— start of Material to process —

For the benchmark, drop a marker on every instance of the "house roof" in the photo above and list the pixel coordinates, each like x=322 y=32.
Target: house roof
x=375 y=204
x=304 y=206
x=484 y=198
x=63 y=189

— end of Material to process —

What to produce
Print each entry above verbatim, line for line, with no changes.

Exercise output
For the benchmark, drop a marker on every instance of the "house roof" in the photo above and list the pixel coordinates, each like x=322 y=32.
Target: house roof
x=375 y=204
x=304 y=206
x=484 y=198
x=63 y=189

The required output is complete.